## Source text
_____
# Join Peco code 55 to Atlas code 80



## TommyB (Jan 30, 2020)

I recently purchased a couple of Atlas code 55 rerailer sections. Unknown to me at the time, they do not line up with my Peco code 55 flex track. Some quick research pointed me toward Peco code 55 actually being the same profile as Atlas code 80 track, the difference being that the Peco is imbedded deeper in the rails. So just quickly, can someone verify that Peco code 55 will mate up with Atlas code 80 simply by using the same joiners? I would just buy Peco code 55 rerailers if I could find them, but unfortunately I can't, but I can easily get the Atlas code 80 rerailers. Thank you.


----------



## rrjim1 (Mar 12, 2015)

It should, I used Peco code 80 flex track with Atlas code 80 flex track. Peco code 55 uses the same rail as Peco code 80. I used all Peco rail jointers.


----------



## TommyB (Jan 30, 2020)

rrjim1 said:


> It should, I used Peco code 80 flex track with Atlas code 80 flex track. Peco code 55 uses the same rail as Peco code 80. I used all Peco rail jointers.


Thanks rrjim1 for confirming this. I will replace the Atlas code 55 pieces with Atllas code 80.


----------
_____
## Recorded information
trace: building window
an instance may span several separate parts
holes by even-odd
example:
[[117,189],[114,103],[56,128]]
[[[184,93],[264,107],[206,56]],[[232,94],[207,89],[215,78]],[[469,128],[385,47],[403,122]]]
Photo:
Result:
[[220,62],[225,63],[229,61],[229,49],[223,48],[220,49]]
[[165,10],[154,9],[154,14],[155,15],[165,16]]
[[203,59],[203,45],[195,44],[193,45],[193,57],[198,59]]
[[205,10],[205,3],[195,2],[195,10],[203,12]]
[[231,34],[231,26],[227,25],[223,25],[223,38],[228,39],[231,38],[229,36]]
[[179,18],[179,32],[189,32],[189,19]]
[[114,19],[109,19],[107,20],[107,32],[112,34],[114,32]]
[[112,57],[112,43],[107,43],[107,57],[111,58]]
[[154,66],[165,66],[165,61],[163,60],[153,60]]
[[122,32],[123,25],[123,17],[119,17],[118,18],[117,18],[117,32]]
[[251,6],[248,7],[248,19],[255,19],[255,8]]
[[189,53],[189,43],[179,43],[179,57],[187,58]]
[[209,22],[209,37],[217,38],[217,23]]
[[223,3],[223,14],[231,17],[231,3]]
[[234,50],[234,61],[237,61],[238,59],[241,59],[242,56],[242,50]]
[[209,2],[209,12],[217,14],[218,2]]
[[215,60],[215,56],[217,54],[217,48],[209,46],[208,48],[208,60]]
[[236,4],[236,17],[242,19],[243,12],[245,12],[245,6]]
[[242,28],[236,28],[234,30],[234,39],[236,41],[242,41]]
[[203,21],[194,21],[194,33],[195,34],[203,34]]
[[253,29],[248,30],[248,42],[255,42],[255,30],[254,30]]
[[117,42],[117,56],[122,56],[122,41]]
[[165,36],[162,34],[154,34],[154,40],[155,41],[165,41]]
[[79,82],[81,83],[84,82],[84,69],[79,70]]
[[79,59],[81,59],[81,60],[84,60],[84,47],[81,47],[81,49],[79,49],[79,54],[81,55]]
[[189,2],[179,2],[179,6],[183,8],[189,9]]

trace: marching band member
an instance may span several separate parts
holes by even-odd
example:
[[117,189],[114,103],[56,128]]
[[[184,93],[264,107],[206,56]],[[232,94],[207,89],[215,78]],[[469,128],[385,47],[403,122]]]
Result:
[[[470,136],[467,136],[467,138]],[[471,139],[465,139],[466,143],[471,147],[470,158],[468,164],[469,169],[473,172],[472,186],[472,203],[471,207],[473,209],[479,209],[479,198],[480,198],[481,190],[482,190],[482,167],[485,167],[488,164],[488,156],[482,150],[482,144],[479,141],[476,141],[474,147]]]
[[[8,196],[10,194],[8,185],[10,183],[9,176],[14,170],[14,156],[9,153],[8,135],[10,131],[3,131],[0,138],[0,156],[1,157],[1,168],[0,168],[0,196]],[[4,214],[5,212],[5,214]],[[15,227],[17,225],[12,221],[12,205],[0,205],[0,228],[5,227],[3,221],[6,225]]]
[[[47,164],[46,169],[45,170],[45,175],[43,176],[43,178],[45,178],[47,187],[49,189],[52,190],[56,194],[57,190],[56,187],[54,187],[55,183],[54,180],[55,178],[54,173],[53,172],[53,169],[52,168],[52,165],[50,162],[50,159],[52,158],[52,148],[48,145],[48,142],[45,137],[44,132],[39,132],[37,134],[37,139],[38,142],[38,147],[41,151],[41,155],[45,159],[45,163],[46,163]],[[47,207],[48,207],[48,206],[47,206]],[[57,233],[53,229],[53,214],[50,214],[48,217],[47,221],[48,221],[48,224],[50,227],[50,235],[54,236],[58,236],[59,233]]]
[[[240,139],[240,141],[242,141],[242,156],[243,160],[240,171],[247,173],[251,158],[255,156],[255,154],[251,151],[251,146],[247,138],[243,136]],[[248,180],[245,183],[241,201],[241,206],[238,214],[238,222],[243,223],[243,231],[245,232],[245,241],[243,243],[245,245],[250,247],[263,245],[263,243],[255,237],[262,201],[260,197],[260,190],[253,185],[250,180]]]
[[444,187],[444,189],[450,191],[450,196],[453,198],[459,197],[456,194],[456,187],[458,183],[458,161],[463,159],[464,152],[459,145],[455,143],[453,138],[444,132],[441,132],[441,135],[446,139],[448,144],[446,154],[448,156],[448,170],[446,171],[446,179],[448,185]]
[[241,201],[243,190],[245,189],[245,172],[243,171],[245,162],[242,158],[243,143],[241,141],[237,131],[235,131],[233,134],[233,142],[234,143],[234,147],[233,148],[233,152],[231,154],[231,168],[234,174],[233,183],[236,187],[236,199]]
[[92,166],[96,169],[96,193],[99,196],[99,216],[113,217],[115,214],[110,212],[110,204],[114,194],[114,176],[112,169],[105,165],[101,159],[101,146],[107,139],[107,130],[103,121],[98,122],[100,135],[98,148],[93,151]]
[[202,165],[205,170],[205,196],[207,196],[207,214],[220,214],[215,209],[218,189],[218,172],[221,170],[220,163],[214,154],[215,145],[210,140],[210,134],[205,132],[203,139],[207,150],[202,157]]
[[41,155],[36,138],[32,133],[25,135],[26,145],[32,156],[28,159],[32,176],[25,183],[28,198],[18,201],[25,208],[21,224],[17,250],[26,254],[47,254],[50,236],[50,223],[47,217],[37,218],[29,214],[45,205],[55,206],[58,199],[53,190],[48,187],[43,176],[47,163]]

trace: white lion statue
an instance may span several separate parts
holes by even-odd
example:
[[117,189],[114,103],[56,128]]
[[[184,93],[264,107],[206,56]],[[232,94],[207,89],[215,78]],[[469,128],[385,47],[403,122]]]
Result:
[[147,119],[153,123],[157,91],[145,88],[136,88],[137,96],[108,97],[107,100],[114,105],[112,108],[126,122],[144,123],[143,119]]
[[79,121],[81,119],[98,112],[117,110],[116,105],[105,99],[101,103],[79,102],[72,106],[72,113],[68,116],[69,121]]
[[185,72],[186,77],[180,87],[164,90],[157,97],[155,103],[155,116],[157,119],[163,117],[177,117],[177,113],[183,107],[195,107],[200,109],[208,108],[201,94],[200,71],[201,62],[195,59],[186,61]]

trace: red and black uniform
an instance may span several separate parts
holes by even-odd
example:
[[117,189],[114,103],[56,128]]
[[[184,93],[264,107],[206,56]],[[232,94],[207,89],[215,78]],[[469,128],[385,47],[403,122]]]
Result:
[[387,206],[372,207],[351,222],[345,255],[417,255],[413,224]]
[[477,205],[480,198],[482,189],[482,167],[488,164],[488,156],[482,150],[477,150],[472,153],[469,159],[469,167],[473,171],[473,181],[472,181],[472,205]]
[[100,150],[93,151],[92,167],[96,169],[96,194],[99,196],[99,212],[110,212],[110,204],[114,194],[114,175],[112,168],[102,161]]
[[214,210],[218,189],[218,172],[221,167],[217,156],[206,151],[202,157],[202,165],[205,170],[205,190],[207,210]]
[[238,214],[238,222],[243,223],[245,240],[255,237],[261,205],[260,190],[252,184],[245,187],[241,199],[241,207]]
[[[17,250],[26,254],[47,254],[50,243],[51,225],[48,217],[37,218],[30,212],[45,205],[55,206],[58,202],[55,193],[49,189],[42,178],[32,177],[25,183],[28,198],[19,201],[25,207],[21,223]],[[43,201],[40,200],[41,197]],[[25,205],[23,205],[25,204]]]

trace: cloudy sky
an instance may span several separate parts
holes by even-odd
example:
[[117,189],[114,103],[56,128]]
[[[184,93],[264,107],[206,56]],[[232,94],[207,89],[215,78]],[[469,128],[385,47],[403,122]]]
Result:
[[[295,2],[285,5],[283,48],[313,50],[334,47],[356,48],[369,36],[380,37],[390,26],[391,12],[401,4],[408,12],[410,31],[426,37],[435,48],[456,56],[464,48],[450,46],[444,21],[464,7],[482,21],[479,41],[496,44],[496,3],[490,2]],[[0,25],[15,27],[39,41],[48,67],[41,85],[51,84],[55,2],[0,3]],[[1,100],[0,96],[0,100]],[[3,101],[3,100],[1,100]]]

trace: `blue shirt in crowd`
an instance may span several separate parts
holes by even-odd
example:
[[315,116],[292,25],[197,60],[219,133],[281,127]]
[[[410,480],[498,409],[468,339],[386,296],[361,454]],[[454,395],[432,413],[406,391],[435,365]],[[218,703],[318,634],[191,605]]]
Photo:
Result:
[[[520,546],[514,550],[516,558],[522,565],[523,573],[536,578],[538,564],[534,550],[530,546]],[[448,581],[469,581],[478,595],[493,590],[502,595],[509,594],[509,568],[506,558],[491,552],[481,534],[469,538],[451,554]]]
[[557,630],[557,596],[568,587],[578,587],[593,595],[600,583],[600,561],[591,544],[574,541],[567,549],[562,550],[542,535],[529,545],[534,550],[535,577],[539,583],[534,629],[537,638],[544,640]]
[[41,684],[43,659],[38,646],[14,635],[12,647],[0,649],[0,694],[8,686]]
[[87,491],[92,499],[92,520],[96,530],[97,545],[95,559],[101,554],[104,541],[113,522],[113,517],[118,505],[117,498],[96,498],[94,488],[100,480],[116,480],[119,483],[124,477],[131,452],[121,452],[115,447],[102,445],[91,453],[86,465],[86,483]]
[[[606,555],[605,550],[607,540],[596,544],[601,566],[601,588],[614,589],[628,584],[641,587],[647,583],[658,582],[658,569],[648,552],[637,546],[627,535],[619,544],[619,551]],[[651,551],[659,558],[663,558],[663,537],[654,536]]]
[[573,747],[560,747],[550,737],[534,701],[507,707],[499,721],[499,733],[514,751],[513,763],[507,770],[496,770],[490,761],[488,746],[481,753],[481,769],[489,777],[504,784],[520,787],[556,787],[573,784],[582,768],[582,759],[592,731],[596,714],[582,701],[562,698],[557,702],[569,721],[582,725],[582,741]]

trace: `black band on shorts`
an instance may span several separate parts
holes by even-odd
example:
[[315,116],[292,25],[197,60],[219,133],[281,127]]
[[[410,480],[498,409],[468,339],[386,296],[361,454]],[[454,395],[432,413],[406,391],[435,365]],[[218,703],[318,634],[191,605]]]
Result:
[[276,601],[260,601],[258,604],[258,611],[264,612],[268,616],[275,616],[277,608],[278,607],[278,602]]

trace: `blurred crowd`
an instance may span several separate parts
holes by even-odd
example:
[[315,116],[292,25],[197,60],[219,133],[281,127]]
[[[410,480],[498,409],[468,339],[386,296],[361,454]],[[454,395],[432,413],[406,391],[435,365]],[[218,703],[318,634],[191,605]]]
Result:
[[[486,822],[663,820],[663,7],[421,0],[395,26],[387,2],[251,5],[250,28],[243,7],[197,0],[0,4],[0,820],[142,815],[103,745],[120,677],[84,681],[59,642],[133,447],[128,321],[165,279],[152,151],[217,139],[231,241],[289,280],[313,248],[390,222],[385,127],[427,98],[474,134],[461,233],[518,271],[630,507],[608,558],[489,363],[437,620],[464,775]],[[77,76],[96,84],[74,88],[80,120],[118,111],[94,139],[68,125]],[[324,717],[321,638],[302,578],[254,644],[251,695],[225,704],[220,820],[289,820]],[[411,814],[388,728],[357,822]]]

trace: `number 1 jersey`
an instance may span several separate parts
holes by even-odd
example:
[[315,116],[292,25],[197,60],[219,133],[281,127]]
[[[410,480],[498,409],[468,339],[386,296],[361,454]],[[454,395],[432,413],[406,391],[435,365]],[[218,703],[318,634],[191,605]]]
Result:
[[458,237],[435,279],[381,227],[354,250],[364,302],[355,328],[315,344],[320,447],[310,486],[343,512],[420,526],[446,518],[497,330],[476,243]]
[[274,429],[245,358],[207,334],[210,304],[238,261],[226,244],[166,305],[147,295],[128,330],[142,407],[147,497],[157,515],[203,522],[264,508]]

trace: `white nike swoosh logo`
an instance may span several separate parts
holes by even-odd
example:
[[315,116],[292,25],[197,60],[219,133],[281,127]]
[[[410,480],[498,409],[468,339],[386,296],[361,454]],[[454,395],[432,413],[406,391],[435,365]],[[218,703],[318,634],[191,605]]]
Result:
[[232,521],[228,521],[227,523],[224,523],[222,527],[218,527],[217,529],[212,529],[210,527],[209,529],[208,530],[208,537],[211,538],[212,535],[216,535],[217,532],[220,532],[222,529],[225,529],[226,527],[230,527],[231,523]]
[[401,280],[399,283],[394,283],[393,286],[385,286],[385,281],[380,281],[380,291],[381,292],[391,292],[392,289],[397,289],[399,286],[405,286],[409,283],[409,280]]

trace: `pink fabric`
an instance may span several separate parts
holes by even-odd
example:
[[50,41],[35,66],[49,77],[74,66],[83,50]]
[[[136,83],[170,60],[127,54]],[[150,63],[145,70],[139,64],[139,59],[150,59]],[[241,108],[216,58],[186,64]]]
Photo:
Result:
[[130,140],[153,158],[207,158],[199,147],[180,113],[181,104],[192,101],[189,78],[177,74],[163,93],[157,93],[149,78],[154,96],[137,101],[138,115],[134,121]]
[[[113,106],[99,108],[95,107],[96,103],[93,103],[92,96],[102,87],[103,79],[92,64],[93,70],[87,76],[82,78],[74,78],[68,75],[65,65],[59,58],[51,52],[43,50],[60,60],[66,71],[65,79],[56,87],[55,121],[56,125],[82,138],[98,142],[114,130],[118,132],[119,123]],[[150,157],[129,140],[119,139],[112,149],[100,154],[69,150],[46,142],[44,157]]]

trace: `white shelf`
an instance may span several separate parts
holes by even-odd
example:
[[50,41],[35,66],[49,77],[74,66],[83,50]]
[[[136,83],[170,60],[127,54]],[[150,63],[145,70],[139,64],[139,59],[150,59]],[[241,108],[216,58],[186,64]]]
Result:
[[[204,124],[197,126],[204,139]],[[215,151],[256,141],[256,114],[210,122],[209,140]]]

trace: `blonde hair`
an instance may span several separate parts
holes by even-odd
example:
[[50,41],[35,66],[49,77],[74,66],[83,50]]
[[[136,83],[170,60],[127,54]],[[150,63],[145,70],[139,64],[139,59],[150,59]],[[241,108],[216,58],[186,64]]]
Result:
_____
## Challenges
a) Can you reproduce the passage of the forum thread starting at "I recently purchased" and ending at "rerailers. Thank you."?
b) Which lines of the rows contain the string "white"? Report each one in full, treating case as significant.

## Solutions per task
a)
I recently purchased a couple of Atlas code 55 rerailer sections. Unknown to me at the time, they do not line up with my Peco code 55 flex track. Some quick research pointed me toward Peco code 55 actually being the same profile as Atlas code 80 track, the difference being that the Peco is imbedded deeper in the rails. So just quickly, can someone verify that Peco code 55 will mate up with Atlas code 80 simply by using the same joiners? I would just buy Peco code 55 rerailers if I could find them, but unfortunately I can't, but I can easily get the Atlas code 80 rerailers. Thank you.

b)
trace: white lion statue
trace: `white nike swoosh logo`
trace: `white shelf`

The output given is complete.